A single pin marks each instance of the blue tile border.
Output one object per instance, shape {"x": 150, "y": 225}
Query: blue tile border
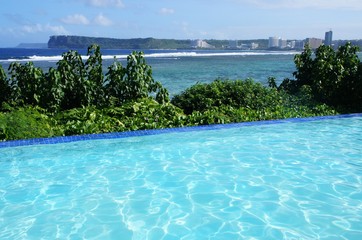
{"x": 66, "y": 139}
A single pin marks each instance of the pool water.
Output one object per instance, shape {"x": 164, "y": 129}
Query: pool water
{"x": 293, "y": 180}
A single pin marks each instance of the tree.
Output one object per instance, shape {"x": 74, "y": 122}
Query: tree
{"x": 134, "y": 81}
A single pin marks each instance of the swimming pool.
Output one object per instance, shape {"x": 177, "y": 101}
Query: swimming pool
{"x": 292, "y": 179}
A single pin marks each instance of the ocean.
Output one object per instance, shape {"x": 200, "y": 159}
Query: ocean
{"x": 178, "y": 69}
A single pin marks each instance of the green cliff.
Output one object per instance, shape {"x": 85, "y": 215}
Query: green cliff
{"x": 112, "y": 43}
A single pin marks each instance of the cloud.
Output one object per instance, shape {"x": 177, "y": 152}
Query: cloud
{"x": 75, "y": 19}
{"x": 166, "y": 11}
{"x": 319, "y": 4}
{"x": 105, "y": 3}
{"x": 39, "y": 28}
{"x": 102, "y": 20}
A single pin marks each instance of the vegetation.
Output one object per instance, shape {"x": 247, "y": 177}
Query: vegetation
{"x": 113, "y": 43}
{"x": 333, "y": 77}
{"x": 77, "y": 98}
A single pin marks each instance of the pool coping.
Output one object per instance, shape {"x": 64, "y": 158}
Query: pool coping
{"x": 126, "y": 134}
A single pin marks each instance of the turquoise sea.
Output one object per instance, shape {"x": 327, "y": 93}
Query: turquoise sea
{"x": 179, "y": 69}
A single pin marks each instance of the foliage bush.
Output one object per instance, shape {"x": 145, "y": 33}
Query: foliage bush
{"x": 334, "y": 77}
{"x": 27, "y": 122}
{"x": 239, "y": 93}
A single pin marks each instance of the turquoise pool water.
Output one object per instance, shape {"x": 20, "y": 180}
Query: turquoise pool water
{"x": 292, "y": 180}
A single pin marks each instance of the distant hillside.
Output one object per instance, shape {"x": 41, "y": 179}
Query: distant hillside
{"x": 112, "y": 43}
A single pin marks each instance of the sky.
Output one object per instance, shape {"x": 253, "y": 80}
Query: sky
{"x": 34, "y": 21}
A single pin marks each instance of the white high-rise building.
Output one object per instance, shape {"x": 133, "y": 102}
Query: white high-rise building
{"x": 328, "y": 38}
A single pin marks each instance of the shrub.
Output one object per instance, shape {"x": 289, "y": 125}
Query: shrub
{"x": 238, "y": 93}
{"x": 333, "y": 76}
{"x": 26, "y": 122}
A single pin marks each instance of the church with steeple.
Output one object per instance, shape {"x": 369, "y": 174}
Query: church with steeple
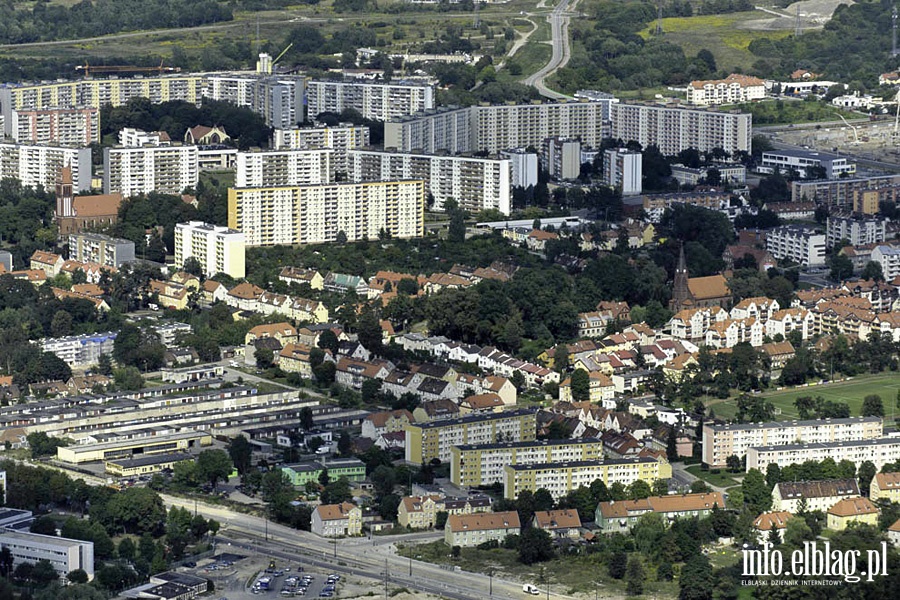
{"x": 697, "y": 292}
{"x": 79, "y": 213}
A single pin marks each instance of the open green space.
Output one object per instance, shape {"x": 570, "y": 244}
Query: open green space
{"x": 720, "y": 34}
{"x": 720, "y": 479}
{"x": 570, "y": 575}
{"x": 851, "y": 391}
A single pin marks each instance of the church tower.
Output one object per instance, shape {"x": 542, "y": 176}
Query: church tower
{"x": 680, "y": 291}
{"x": 65, "y": 198}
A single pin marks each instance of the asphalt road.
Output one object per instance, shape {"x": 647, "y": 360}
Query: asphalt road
{"x": 361, "y": 557}
{"x": 559, "y": 31}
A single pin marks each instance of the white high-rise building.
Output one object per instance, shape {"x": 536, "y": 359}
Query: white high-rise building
{"x": 674, "y": 128}
{"x": 340, "y": 139}
{"x": 378, "y": 101}
{"x": 313, "y": 214}
{"x": 283, "y": 167}
{"x": 41, "y": 165}
{"x": 802, "y": 245}
{"x": 64, "y": 126}
{"x": 523, "y": 167}
{"x": 218, "y": 249}
{"x": 624, "y": 169}
{"x": 167, "y": 169}
{"x": 475, "y": 183}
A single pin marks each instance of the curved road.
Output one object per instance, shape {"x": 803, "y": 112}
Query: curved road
{"x": 559, "y": 32}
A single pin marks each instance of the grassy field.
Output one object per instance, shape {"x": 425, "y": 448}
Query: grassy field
{"x": 852, "y": 392}
{"x": 574, "y": 574}
{"x": 721, "y": 479}
{"x": 720, "y": 34}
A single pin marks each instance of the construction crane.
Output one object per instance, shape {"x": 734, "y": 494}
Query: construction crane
{"x": 855, "y": 134}
{"x": 88, "y": 69}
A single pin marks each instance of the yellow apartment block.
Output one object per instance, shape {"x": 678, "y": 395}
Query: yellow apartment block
{"x": 472, "y": 465}
{"x": 561, "y": 478}
{"x": 313, "y": 214}
{"x": 427, "y": 441}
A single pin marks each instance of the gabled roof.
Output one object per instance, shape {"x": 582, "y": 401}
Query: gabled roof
{"x": 703, "y": 288}
{"x": 772, "y": 520}
{"x": 335, "y": 512}
{"x": 849, "y": 507}
{"x": 557, "y": 519}
{"x": 484, "y": 521}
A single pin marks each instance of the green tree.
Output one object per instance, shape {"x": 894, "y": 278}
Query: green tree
{"x": 865, "y": 473}
{"x": 214, "y": 465}
{"x": 697, "y": 582}
{"x": 241, "y": 453}
{"x": 757, "y": 495}
{"x": 872, "y": 406}
{"x": 535, "y": 545}
{"x": 580, "y": 385}
{"x": 634, "y": 576}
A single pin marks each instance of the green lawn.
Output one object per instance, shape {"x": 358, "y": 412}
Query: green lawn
{"x": 569, "y": 575}
{"x": 721, "y": 479}
{"x": 722, "y": 35}
{"x": 852, "y": 392}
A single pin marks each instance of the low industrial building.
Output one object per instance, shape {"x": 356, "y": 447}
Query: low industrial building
{"x": 76, "y": 455}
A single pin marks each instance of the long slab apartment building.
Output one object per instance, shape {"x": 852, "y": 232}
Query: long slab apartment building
{"x": 501, "y": 127}
{"x": 561, "y": 478}
{"x": 435, "y": 439}
{"x": 373, "y": 100}
{"x": 278, "y": 98}
{"x": 722, "y": 441}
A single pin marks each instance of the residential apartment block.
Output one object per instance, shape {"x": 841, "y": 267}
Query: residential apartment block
{"x": 802, "y": 245}
{"x": 815, "y": 495}
{"x": 885, "y": 486}
{"x": 803, "y": 160}
{"x": 36, "y": 165}
{"x": 733, "y": 89}
{"x": 560, "y": 478}
{"x": 475, "y": 183}
{"x": 427, "y": 441}
{"x": 468, "y": 531}
{"x": 674, "y": 128}
{"x": 315, "y": 214}
{"x": 878, "y": 451}
{"x": 337, "y": 520}
{"x": 339, "y": 139}
{"x": 373, "y": 100}
{"x": 618, "y": 516}
{"x": 80, "y": 350}
{"x": 839, "y": 192}
{"x": 218, "y": 249}
{"x": 888, "y": 256}
{"x": 168, "y": 169}
{"x": 279, "y": 99}
{"x": 102, "y": 249}
{"x": 63, "y": 126}
{"x": 623, "y": 169}
{"x": 473, "y": 465}
{"x": 274, "y": 168}
{"x": 722, "y": 441}
{"x": 499, "y": 127}
{"x": 858, "y": 230}
{"x": 420, "y": 512}
{"x": 64, "y": 554}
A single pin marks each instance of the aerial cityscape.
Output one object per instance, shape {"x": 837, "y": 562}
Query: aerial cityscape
{"x": 449, "y": 299}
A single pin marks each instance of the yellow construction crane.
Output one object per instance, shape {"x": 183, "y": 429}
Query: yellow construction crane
{"x": 88, "y": 69}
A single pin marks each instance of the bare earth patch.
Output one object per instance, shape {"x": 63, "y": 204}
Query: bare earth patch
{"x": 813, "y": 15}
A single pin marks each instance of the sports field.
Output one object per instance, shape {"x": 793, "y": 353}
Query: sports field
{"x": 852, "y": 392}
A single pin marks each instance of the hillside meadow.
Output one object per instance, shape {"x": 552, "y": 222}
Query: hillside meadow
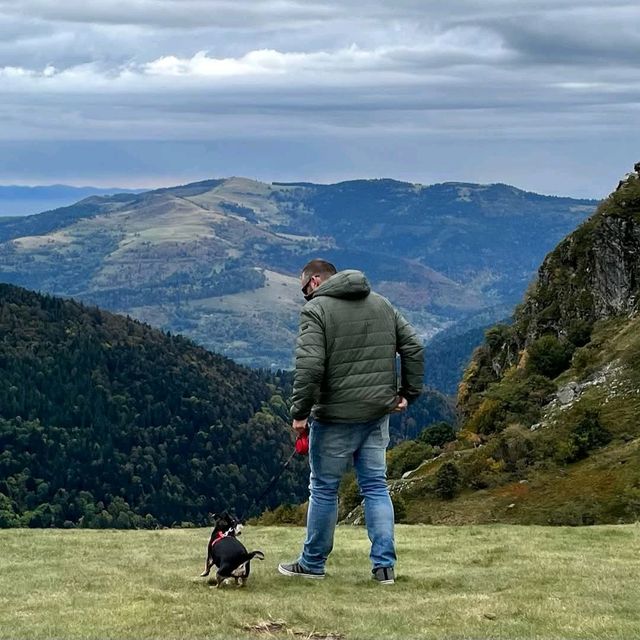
{"x": 493, "y": 581}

_Goal of the exercise_
When you reach the line with "Query: gabled roof" in the records above, start writing out lines exactly, and stop once the line with "A single pin marks each instance of the yellow construction" has been written; include nothing else.

_Answer to the exercise_
Query: gabled roof
{"x": 703, "y": 288}
{"x": 772, "y": 520}
{"x": 335, "y": 512}
{"x": 849, "y": 507}
{"x": 557, "y": 519}
{"x": 484, "y": 521}
A single pin marks each instance of the green tree.
Output one object per instance, shape {"x": 894, "y": 278}
Query: green tree
{"x": 865, "y": 473}
{"x": 214, "y": 465}
{"x": 697, "y": 582}
{"x": 241, "y": 453}
{"x": 757, "y": 495}
{"x": 872, "y": 406}
{"x": 535, "y": 545}
{"x": 580, "y": 385}
{"x": 634, "y": 576}
A single pin marks each instance of the green lawn.
Output one object per instance, shape {"x": 358, "y": 412}
Query: green lawn
{"x": 569, "y": 575}
{"x": 721, "y": 479}
{"x": 722, "y": 35}
{"x": 852, "y": 392}
A single pin marks each instance of the low industrial building.
Output one object per instance, shape {"x": 356, "y": 447}
Query: low industrial building
{"x": 76, "y": 455}
A single pin marks each instance of the long slab apartment building.
Output one object per instance, shape {"x": 852, "y": 232}
Query: long slab apartment building
{"x": 501, "y": 127}
{"x": 561, "y": 478}
{"x": 435, "y": 439}
{"x": 373, "y": 100}
{"x": 278, "y": 98}
{"x": 722, "y": 441}
A single pin marks each instance of the residential apartment block.
Output one object per instance, shape {"x": 841, "y": 267}
Query: residential apartment block
{"x": 802, "y": 245}
{"x": 815, "y": 495}
{"x": 885, "y": 486}
{"x": 803, "y": 160}
{"x": 36, "y": 165}
{"x": 733, "y": 89}
{"x": 560, "y": 478}
{"x": 475, "y": 183}
{"x": 427, "y": 441}
{"x": 468, "y": 531}
{"x": 674, "y": 128}
{"x": 315, "y": 214}
{"x": 878, "y": 451}
{"x": 337, "y": 520}
{"x": 339, "y": 139}
{"x": 373, "y": 100}
{"x": 618, "y": 516}
{"x": 80, "y": 350}
{"x": 839, "y": 192}
{"x": 218, "y": 249}
{"x": 888, "y": 256}
{"x": 168, "y": 169}
{"x": 279, "y": 99}
{"x": 102, "y": 249}
{"x": 63, "y": 126}
{"x": 623, "y": 169}
{"x": 473, "y": 465}
{"x": 274, "y": 168}
{"x": 722, "y": 441}
{"x": 499, "y": 127}
{"x": 858, "y": 230}
{"x": 420, "y": 512}
{"x": 64, "y": 554}
A single pin marks each instance of the aerial cityscape.
Output one object per instance, shape {"x": 837, "y": 562}
Query: aerial cityscape
{"x": 449, "y": 299}
A single pin marks each instance of the yellow construction crane.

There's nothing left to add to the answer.